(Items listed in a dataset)
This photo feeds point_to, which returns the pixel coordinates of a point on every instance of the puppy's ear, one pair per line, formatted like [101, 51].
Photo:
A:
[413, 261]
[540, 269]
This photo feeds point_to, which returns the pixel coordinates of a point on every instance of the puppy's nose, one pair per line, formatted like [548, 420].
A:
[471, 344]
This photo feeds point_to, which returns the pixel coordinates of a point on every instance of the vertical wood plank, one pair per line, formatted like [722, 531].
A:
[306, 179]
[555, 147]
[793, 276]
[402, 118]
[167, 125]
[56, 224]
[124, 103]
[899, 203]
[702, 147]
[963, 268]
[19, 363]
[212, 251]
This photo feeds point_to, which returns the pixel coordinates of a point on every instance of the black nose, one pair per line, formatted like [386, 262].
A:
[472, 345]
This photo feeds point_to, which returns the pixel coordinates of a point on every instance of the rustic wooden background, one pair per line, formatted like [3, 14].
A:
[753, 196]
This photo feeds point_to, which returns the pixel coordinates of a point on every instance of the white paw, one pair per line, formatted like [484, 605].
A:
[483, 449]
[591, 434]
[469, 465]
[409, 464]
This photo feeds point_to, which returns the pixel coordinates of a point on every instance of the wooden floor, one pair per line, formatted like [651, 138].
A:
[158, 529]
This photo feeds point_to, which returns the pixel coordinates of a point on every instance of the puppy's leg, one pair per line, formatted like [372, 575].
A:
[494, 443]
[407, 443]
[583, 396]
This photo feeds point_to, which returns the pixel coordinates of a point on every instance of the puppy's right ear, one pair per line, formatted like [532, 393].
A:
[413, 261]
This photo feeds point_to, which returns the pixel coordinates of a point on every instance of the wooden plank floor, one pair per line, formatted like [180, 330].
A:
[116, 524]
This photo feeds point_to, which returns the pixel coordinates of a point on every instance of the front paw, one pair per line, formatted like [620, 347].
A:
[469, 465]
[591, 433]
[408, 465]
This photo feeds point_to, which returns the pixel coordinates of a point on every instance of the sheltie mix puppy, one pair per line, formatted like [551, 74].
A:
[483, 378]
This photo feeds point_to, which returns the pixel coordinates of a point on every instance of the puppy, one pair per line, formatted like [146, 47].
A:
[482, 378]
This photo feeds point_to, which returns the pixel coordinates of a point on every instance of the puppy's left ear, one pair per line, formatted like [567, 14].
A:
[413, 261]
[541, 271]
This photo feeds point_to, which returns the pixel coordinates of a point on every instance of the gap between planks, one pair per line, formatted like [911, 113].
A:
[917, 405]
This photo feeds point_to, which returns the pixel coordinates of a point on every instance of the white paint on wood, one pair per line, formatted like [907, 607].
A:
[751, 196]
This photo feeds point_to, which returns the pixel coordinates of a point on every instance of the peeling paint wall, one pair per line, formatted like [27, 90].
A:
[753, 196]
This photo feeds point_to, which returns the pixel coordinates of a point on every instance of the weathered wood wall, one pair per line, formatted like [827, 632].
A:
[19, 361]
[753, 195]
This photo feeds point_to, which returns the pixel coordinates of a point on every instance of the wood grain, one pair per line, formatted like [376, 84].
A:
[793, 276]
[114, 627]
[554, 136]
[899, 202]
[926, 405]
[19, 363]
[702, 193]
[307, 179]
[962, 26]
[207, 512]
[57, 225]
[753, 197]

WHAT YOU WILL DO. Looking back at the data above, tally each line that includes the word "paint", then answer with the total alone.

ANSWER SECTION. 2